In the records below, begin at the line containing "positive clicks: (131, 186)" and end at the line containing "An <instance> block identifies"; quote every line in that span exactly, including both boundary lines, and no others.

+++ DATA RECORDS +++

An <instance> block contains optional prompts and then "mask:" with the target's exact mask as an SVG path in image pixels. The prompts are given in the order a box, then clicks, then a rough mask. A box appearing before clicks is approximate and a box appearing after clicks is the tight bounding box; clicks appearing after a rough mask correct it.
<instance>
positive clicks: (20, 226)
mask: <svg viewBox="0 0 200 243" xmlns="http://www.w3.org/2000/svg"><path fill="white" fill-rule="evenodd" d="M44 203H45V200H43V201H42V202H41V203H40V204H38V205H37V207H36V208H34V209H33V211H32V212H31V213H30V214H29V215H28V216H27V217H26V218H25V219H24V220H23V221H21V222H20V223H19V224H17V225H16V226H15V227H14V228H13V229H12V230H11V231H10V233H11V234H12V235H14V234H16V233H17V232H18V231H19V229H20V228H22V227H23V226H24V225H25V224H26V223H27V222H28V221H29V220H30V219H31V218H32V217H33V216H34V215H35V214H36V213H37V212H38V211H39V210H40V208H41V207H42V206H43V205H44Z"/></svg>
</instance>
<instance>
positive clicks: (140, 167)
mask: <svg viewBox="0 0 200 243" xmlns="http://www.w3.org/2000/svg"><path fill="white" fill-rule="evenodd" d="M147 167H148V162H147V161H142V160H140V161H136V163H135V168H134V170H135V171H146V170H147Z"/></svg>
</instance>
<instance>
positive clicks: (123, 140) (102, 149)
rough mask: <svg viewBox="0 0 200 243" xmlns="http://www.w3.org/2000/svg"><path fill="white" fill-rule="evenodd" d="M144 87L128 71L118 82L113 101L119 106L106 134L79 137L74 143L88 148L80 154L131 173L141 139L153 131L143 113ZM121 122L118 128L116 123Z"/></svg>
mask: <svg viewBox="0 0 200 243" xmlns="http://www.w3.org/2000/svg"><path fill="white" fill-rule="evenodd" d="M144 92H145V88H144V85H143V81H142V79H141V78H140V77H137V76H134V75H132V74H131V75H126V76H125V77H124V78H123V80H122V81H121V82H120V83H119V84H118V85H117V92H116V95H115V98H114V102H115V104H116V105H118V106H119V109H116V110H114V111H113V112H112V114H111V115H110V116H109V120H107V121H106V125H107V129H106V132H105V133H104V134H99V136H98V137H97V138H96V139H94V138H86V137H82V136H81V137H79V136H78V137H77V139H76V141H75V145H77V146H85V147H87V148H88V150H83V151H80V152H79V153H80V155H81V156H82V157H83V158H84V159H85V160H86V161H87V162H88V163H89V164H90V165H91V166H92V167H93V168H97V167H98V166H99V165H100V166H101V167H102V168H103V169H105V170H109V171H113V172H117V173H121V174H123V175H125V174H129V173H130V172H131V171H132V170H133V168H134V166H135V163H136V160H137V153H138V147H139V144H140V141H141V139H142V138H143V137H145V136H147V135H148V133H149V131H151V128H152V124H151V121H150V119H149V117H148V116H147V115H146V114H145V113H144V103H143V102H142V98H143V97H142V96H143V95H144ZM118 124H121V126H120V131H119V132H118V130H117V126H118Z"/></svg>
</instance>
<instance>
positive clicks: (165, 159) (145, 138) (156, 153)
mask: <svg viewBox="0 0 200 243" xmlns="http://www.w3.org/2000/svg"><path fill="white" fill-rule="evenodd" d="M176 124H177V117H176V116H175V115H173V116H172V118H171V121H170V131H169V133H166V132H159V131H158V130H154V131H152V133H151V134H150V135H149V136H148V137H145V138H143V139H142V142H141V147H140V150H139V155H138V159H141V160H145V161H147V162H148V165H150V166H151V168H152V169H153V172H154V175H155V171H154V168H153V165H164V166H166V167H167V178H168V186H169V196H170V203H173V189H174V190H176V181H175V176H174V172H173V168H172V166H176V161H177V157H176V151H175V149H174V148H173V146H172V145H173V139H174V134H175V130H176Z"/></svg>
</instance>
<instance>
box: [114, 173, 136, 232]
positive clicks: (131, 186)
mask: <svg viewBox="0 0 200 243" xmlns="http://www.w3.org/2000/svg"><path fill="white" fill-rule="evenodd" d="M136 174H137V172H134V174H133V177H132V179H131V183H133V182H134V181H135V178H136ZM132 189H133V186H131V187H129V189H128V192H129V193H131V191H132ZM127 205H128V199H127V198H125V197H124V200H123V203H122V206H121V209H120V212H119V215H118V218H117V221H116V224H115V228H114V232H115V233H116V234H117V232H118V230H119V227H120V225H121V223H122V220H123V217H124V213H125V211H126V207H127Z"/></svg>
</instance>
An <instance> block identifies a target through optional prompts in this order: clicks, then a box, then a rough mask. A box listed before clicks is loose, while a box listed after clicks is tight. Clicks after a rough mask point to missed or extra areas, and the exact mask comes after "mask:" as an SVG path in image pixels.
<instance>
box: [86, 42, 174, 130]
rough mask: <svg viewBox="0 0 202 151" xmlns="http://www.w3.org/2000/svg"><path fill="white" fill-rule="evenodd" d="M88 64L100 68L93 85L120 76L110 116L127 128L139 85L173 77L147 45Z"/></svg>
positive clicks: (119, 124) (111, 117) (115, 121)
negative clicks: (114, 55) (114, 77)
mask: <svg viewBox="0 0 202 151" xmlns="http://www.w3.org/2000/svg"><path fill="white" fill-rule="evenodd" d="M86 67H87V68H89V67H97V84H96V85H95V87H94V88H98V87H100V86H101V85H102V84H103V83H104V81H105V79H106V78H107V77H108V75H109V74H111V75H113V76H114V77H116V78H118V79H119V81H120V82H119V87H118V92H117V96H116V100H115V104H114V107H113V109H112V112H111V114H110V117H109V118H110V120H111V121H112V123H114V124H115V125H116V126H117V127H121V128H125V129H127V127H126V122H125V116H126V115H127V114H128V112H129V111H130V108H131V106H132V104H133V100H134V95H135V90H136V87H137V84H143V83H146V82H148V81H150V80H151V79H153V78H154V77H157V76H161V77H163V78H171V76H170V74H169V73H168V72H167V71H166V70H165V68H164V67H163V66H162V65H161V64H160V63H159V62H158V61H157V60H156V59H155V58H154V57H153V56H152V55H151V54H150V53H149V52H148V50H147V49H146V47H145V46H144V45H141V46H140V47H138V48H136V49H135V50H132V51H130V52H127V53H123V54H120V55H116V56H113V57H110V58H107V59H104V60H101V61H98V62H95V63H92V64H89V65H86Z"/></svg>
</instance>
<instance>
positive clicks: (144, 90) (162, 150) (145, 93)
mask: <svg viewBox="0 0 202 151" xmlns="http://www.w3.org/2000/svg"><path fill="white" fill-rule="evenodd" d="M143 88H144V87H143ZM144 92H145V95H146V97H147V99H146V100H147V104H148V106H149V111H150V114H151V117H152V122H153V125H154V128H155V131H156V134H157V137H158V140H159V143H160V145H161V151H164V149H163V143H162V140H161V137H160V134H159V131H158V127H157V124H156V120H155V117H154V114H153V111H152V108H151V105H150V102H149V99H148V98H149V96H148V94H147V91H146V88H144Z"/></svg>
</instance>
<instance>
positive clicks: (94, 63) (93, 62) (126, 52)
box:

+++

ANSWER TO THIS TASK –
positive clicks: (131, 186)
mask: <svg viewBox="0 0 200 243" xmlns="http://www.w3.org/2000/svg"><path fill="white" fill-rule="evenodd" d="M136 174H137V172H134V174H133V177H132V179H131V183H133V182H134V181H135V178H136ZM132 189H133V186H131V187H129V189H128V192H129V193H131V191H132ZM127 205H128V199H127V198H125V197H124V200H123V203H122V206H121V209H120V212H119V215H118V218H117V221H116V224H115V228H114V232H115V233H116V234H117V232H118V230H119V227H120V225H121V223H122V220H123V217H124V213H125V211H126V207H127Z"/></svg>
</instance>
An <instance> block identifies a target through optional prompts in this order: clicks, then a box, then a rough mask. A box listed before clicks is loose, while a box listed after clicks is tight. Clicks after a rough mask point to missed or extra areas, and the exact mask comes after "mask:" as an SVG path in image pixels.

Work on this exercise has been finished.